- _Data shown_:
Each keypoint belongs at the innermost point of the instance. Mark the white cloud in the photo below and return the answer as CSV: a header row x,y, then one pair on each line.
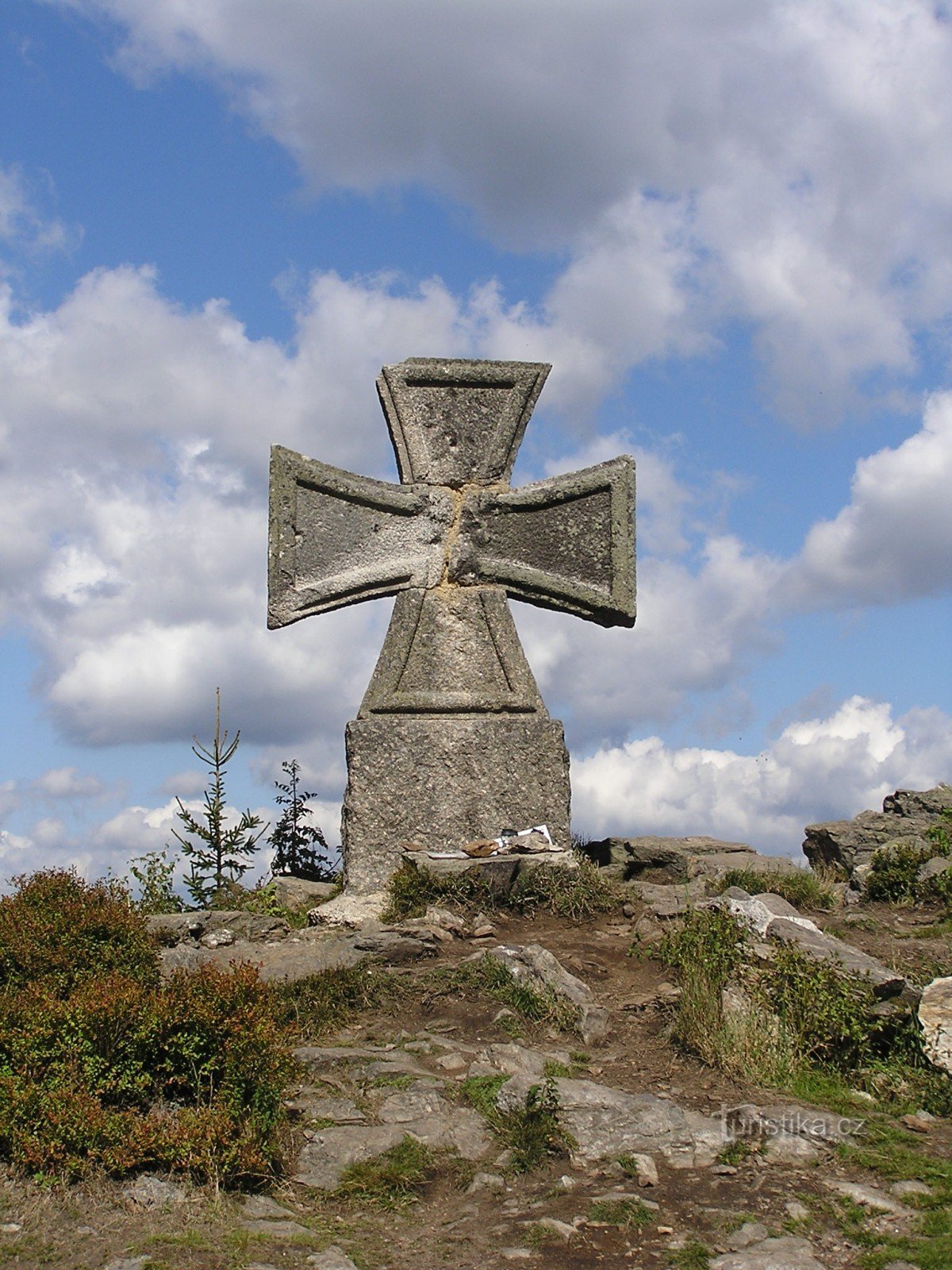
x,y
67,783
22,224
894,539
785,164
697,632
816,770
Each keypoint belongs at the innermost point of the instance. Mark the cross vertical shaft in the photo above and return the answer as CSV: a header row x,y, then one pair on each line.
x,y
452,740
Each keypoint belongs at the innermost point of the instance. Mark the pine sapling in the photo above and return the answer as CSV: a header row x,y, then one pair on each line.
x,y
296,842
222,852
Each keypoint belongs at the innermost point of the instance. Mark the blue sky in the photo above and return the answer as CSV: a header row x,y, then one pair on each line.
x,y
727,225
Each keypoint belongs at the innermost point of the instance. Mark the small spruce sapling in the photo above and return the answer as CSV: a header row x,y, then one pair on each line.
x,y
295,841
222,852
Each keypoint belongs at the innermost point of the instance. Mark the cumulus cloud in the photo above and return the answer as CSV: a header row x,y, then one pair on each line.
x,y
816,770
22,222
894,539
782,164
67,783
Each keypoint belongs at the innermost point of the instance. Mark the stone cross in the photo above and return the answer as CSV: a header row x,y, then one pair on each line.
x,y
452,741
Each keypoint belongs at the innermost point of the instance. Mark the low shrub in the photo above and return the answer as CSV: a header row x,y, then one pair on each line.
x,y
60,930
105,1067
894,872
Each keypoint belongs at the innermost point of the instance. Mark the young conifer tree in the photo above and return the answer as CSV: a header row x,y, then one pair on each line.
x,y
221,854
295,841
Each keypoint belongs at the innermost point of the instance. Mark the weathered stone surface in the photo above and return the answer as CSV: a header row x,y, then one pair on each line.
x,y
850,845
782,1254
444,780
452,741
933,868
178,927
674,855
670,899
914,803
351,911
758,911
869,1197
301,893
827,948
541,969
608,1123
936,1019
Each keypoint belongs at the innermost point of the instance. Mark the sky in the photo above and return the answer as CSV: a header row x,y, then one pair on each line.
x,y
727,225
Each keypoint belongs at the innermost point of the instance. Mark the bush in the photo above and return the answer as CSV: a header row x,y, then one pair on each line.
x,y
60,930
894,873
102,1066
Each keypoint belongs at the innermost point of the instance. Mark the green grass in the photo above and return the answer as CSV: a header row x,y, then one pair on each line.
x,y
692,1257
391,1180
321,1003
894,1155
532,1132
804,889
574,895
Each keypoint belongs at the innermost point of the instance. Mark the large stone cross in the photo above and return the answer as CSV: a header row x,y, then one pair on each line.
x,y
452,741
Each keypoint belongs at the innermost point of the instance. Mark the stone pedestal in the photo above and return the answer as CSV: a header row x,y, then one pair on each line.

- _Task statement_: Scale the records by 2.3, starting at the line containing "Mark the green" and ending at the last line of the records. Reproduce only those lines, requests included, but multiply every answer coordinate by 2.3 and round to a whole number, with halves rounding up.

- _Task output_:
Each keypoint belongs at the innermost point of the instance. Mark the green grass in the photo above and return the answer as CSV: a header row x,y, then one pair on each line.
x,y
1592,2891
899,2714
738,2307
2056,2657
1224,2604
1849,2045
1320,2059
Each keypoint belongs at the innermost point of the instance. Mark the large stone cross in the photo above and return the answer as CSV: a header row x,y, then one pair on each line.
x,y
1040,1704
Each keypoint belongs at the innermost point of the instance. Mark the stone pedestal in the photo above and return the answer as CSV: a header row x,y, then one pair on each line.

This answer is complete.